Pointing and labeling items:
++++++++++
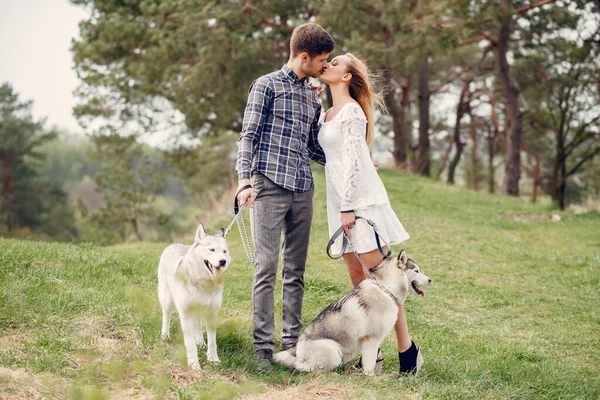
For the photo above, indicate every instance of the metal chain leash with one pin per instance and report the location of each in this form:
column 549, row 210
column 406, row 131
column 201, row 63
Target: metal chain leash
column 243, row 233
column 367, row 271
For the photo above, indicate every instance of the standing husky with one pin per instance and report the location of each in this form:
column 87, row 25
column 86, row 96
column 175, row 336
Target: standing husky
column 359, row 321
column 192, row 278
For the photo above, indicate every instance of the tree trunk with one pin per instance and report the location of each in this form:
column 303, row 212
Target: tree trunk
column 514, row 124
column 536, row 179
column 559, row 178
column 460, row 112
column 398, row 113
column 136, row 230
column 422, row 161
column 474, row 160
column 491, row 168
column 6, row 187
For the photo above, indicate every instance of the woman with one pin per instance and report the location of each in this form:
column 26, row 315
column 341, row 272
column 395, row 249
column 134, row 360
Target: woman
column 353, row 185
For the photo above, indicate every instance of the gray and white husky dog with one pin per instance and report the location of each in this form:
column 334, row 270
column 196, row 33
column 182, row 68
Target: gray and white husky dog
column 359, row 321
column 191, row 277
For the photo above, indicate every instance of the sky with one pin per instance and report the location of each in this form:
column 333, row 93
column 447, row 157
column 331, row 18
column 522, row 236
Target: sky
column 35, row 57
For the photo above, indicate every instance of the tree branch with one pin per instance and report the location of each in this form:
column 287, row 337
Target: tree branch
column 585, row 159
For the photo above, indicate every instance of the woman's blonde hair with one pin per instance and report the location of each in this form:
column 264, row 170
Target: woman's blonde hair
column 362, row 90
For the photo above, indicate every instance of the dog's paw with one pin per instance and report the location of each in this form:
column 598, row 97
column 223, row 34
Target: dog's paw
column 195, row 366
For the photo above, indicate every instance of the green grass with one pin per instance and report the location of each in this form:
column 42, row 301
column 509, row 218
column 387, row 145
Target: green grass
column 513, row 311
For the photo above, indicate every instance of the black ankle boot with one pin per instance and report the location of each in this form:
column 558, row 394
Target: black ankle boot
column 410, row 360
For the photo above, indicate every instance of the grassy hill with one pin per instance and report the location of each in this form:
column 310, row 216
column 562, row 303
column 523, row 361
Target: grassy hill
column 512, row 311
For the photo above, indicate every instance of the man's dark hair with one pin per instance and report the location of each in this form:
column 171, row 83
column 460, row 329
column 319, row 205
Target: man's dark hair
column 312, row 39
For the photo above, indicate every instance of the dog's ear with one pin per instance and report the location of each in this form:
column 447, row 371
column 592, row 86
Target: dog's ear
column 200, row 233
column 402, row 259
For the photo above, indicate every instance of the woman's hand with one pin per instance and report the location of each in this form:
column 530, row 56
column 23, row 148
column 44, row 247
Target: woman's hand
column 348, row 221
column 317, row 89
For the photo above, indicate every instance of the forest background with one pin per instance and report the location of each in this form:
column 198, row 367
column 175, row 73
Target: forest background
column 497, row 96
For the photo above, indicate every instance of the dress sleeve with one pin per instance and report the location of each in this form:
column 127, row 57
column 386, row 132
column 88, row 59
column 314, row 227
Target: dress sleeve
column 354, row 131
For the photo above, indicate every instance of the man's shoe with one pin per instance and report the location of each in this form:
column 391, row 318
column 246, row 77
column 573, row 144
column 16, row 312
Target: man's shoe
column 264, row 365
column 411, row 360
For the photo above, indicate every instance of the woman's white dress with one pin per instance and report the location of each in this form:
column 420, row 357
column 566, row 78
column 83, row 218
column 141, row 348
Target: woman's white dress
column 353, row 182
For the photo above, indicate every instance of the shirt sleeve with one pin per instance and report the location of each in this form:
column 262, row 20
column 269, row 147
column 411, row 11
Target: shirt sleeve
column 315, row 152
column 260, row 97
column 353, row 129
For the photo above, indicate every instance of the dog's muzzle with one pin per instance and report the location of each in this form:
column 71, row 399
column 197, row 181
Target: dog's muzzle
column 416, row 288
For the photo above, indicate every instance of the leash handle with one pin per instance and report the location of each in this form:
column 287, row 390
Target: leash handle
column 340, row 231
column 236, row 206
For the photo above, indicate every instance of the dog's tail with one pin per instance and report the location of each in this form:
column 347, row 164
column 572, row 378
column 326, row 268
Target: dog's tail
column 286, row 358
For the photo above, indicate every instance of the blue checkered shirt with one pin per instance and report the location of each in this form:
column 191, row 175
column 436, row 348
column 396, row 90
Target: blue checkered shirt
column 279, row 132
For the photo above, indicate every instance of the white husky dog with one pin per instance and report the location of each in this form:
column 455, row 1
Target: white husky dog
column 359, row 321
column 192, row 278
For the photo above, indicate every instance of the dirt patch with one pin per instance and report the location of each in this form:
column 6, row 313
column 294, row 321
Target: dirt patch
column 533, row 217
column 180, row 376
column 300, row 393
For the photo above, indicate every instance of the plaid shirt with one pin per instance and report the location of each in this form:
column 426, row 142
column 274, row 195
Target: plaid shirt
column 279, row 132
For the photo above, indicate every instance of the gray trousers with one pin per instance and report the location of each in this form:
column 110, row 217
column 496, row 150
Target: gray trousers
column 276, row 211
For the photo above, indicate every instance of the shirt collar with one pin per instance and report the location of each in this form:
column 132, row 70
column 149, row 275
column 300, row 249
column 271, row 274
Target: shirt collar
column 287, row 71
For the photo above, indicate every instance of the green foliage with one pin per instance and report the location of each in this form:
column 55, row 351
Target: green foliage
column 496, row 323
column 128, row 180
column 199, row 55
column 27, row 199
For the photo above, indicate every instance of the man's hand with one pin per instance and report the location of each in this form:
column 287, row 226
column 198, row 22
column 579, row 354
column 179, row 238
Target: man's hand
column 246, row 195
column 348, row 221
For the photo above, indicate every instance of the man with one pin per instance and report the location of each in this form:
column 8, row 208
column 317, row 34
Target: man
column 279, row 135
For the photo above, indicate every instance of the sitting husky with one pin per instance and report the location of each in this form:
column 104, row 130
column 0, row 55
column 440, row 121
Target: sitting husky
column 358, row 322
column 192, row 278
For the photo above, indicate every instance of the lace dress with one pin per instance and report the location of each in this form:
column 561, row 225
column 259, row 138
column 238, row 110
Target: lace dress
column 353, row 183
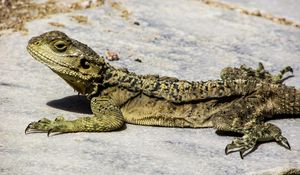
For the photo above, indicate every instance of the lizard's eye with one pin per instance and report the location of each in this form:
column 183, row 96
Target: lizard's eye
column 60, row 46
column 84, row 63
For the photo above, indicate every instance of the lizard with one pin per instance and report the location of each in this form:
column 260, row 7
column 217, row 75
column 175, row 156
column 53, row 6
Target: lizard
column 241, row 101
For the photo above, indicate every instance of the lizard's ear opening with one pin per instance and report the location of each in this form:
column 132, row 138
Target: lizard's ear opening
column 60, row 46
column 84, row 63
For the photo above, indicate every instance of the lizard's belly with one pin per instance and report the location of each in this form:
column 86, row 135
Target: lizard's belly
column 145, row 110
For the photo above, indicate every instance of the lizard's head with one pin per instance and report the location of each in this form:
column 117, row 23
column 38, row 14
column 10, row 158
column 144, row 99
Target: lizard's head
column 75, row 62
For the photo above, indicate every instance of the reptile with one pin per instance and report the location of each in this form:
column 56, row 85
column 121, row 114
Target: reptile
column 241, row 101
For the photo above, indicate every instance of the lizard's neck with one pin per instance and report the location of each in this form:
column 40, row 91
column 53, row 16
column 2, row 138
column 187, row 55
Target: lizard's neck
column 122, row 78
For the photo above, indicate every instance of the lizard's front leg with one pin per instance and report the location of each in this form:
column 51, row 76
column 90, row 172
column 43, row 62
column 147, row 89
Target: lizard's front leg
column 107, row 116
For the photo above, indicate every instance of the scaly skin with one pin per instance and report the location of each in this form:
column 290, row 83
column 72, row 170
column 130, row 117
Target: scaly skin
column 240, row 102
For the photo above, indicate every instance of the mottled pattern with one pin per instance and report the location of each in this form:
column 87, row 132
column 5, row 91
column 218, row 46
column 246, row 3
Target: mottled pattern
column 239, row 102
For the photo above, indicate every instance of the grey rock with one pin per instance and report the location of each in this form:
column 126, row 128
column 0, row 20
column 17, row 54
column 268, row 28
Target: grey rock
column 185, row 39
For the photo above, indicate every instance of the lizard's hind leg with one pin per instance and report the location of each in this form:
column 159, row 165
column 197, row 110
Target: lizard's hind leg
column 244, row 72
column 245, row 117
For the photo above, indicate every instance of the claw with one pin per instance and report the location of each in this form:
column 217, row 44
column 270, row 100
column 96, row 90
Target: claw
column 241, row 154
column 226, row 150
column 29, row 127
column 285, row 144
column 49, row 132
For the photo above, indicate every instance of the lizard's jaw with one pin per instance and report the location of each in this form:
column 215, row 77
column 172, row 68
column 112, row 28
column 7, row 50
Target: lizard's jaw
column 70, row 74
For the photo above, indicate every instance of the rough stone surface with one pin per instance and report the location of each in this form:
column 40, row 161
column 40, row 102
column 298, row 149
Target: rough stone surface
column 186, row 39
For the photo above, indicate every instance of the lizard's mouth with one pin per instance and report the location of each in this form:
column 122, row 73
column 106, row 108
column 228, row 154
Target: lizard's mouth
column 70, row 74
column 57, row 66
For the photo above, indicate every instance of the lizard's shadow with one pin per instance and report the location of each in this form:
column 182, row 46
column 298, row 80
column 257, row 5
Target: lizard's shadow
column 74, row 103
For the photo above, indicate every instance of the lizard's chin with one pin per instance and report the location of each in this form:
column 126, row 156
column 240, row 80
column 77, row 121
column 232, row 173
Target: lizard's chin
column 79, row 85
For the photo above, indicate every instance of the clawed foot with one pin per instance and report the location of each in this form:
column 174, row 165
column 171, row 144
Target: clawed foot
column 240, row 145
column 45, row 125
column 265, row 132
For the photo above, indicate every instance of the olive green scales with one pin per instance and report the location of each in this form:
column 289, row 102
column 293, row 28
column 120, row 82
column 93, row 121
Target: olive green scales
column 241, row 101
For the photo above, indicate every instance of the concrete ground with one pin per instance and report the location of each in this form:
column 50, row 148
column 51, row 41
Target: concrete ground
column 182, row 38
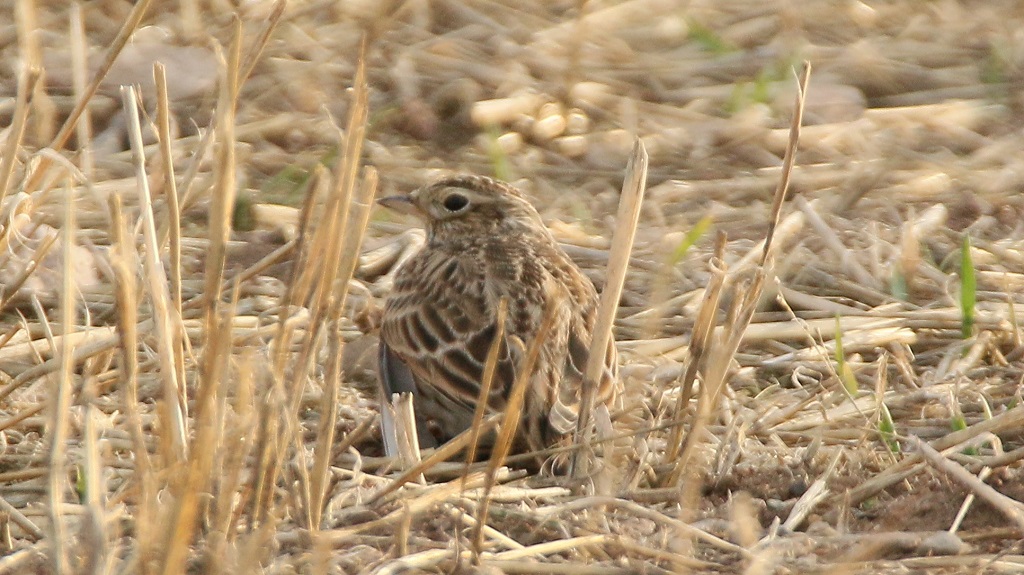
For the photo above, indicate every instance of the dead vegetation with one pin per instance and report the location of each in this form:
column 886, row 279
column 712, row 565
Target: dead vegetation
column 189, row 267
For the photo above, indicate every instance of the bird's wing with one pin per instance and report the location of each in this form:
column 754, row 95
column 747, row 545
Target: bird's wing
column 565, row 404
column 440, row 328
column 394, row 378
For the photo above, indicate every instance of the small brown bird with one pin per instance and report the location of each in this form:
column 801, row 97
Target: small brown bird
column 484, row 242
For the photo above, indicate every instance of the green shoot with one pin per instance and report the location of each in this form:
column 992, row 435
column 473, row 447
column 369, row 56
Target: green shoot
column 957, row 423
column 888, row 430
column 692, row 236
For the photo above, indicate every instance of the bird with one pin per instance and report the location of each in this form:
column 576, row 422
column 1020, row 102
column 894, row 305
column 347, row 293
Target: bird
column 486, row 242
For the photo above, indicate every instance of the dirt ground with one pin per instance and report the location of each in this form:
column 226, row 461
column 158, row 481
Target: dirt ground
column 169, row 396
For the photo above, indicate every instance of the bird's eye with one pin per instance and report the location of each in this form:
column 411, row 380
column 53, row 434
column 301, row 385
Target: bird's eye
column 456, row 202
++++++++++
What is required:
Rewrite the items from the start through the line containing "column 367, row 271", inclusive, changing "metal chain leash" to "steel chain leash" and keeping everything else the same. Leave out the pictures.

Written answer:
For the photo above, indicate every instance of the steel chain leash with one pin per instance and report the location of each in this form:
column 549, row 210
column 406, row 131
column 201, row 63
Target: steel chain leash
column 243, row 233
column 367, row 271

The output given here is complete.